### Aim
Which lines of the material below contain the word "point"? Report each such line in full, treating uppercase and lowercase letters as different.
____ Dataset records
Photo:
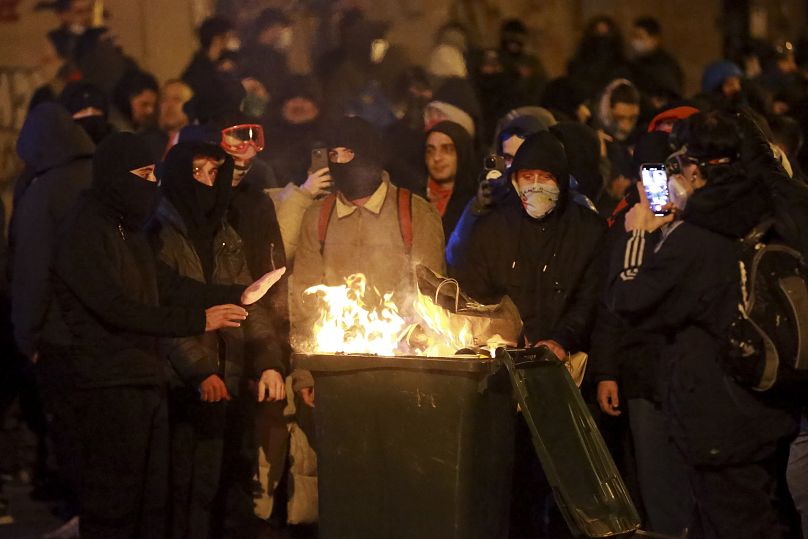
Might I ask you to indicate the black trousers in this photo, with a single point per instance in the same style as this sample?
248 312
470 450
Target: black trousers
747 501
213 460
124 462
________
____ Dataset records
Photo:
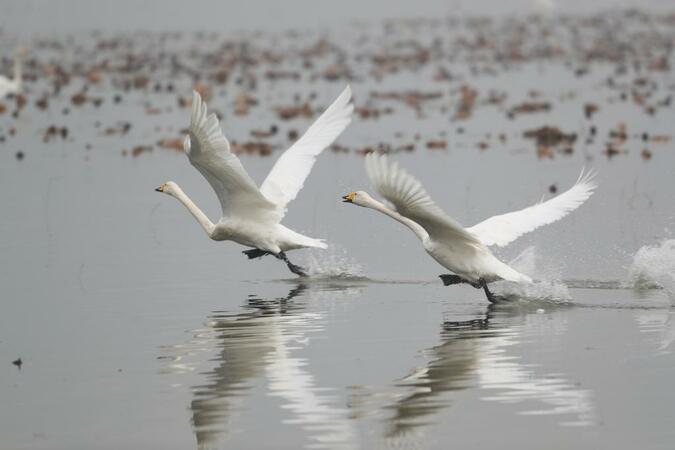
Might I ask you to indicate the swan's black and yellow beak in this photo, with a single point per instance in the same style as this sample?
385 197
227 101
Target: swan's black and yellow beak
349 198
________
### Result of this task
Might I ask you to indicate the black trousers in this photo, with a single point per instance in the same style as this sample?
Might I ask you to indicate the swan's black and yellow beak in this photo, with a single point per instance in the same style as this sample?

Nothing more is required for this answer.